La Palabra de Dios sale a nuestro encuentro siempre de forma sorprendente. Su sabiduría como viene del Cielo, traspasa las épocas y las culturas. ¿Realmente tiene algo que ver con la vida de nuestros días?
Job dentro de la sagrada Escritura tiene una importancia capital, porque es la palabra que responde a las cuestiones fundamentales como: ¿qué es la vida? ¿por qué sufrir? ¿por qué al inocente le ocurren desgracias?
La respuesta de Job es una descripción perfecta de lo que un corazón destrozado puede preguntarse: ¿para qué vivir? ¿qué valor tiene la vida? Él responde la vida es  trabajar y sufrir. Trabajar como un jornalero, sufrir como un esclavo. Uno ansía el dinero para obtener algo de bienestar, otro ansía el alivio de las sombra y no pasar más calamidades. Con las preocupaciones de la vida uno puede no dormir, dar vueltas en la cama sin saber qué hacer, cómo dar una solución, como cambiar de rumbo. Y termina constatando lo de muchos hoy: la vida pasa rápido y los problemas no parecen acabarse. ¡Qué descripción más radical de la existencia!
Job es un corazón destrozado como muchos, desorientado, enfermo de una vida caduda e insustancial. ¿Hay algo en este mundo que pueda sanar el corazón del hombre?
Los creyentes creemos que sí… aquel que nos ha creado tiene ese poder. El puede sanar los corazones destrozados. Puede sanar sus heridas. Así lo decimos todos juntos en el salmo responsorial.
Tenemos médicos del cuerpo, tenemos grandes biólogos y cirujanos, psicólogos y psiquiátras… La ciencia parece ya no tener fronteras. Pero, sin embargo, nuevas enfermedades aparecen cada tiempo, y el hombre acompañado de recursos, medios de bienestar y grandes tratamientos farmacológicos, se sabe lleno de heridas. ¿Es un Dios invisible el único capaz de vendar esas heridas?
Jesucristo, el Nazareno, el hombre que se dice así mismo Dios tiene un modo de actuar muy curioso. Podría dedicarse a decir grandes discursos,  ganar adeptos con sus poderes sorprendentes, mostrar artes mágicas que le flanquearan honor, poder y gloria. Pero en vez de eso, este Dios se dedica a ir a los pobres enfermos, a aquellos que no pueden tener tratamiento o no pueden pagárselo para ofrecerles algo increible: su cuidado, su curación.

■ TU TAREA ■
Resume en dos oraciones el texto sobre Job y el sufrimiento.

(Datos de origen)
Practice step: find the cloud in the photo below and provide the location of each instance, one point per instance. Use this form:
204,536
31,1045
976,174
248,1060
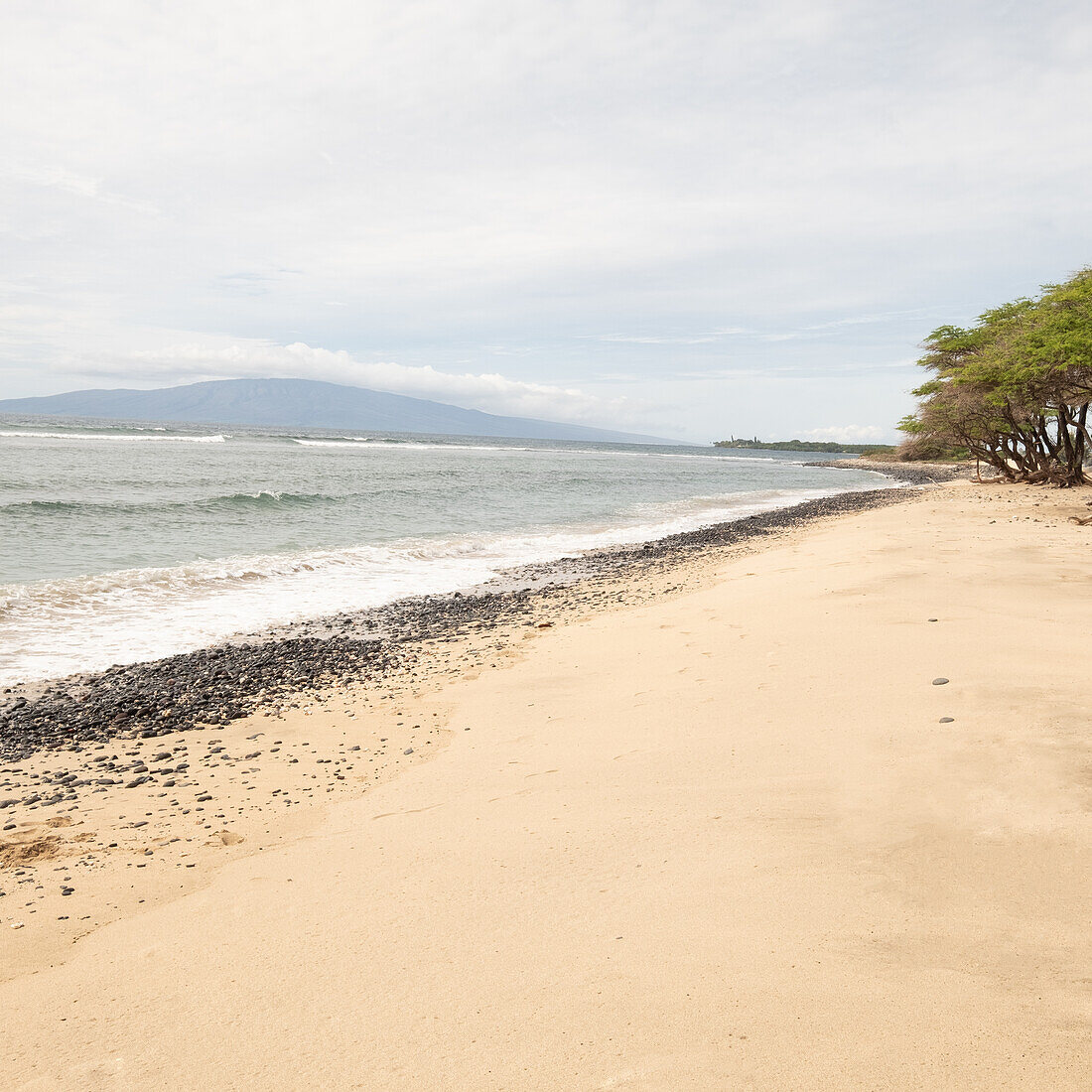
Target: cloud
849,434
488,391
749,196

■ RESPUESTA ■
El texto presenta a Job como un corazón destrozado que describe la vida como trabajar y sufrir, y que constata que la vida pasa rápido y que los problemas no parecen acabarse. Ante esto afirma que los creyentes creen que quien nos ha creado puede sanar los corazones destrozados, y que Jesucristo, en vez de buscar honor, poder y gloria, se dedica a ofrecer su cuidado y su curación a los pobres enfermos.